Exercise requirements:
Copy out all the data below, putting "bush" wherever "shrub" appears and leaving everything else untouched.
----
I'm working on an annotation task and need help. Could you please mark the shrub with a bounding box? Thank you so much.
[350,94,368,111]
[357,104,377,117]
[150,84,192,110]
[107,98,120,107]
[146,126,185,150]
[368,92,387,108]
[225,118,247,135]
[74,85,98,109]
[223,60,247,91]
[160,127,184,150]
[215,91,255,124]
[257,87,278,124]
----
Full solution:
I'm working on an annotation task and need help. Could you please mark the bush with a bounding box? Thank you so much.
[350,94,368,111]
[357,104,377,117]
[150,84,192,110]
[107,98,120,107]
[146,126,185,150]
[368,92,387,108]
[225,118,247,135]
[74,85,98,109]
[223,60,247,91]
[160,127,184,150]
[215,91,255,124]
[257,87,278,124]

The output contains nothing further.